Can you render the lines from the first one through the line containing "x=306, y=267", both included, as a JSON list of strings with one string per line and blank lines left out?
** start Given records **
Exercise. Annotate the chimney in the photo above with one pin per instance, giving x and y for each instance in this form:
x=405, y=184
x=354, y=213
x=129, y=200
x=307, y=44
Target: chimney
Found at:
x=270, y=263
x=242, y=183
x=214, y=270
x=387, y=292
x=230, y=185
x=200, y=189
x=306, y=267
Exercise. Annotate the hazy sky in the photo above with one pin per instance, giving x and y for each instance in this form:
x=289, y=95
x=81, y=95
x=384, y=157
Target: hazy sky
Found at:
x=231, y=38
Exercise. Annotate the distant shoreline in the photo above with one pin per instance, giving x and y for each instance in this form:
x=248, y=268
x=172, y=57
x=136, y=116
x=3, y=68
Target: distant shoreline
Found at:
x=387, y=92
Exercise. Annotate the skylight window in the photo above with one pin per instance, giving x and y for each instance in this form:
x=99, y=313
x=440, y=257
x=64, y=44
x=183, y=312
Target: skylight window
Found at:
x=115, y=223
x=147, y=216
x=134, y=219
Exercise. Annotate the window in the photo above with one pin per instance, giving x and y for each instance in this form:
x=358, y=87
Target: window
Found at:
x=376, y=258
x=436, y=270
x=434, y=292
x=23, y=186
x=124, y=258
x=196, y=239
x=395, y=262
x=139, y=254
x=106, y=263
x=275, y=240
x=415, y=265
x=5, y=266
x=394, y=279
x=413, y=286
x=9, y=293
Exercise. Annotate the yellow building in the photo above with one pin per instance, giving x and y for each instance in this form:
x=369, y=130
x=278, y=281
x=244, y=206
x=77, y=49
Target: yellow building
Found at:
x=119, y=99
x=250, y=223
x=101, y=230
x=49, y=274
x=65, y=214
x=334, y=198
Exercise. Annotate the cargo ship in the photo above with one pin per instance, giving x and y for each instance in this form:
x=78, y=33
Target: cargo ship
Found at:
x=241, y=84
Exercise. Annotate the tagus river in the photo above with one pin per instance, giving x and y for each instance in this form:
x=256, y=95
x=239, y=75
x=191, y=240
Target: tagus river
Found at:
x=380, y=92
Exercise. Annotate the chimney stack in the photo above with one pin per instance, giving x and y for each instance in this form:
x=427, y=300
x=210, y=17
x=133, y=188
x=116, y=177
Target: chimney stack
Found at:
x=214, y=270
** end Given records **
* **Task result**
[
  "Exercise. Annotate the chimney in the photo above with one pin per instance, giving x and y for each instance in this form:",
  "x=405, y=184",
  "x=354, y=213",
  "x=129, y=200",
  "x=307, y=44",
  "Target: chimney",
  "Found at:",
  "x=270, y=263",
  "x=242, y=183",
  "x=214, y=270",
  "x=387, y=292",
  "x=230, y=185",
  "x=200, y=189",
  "x=306, y=267"
]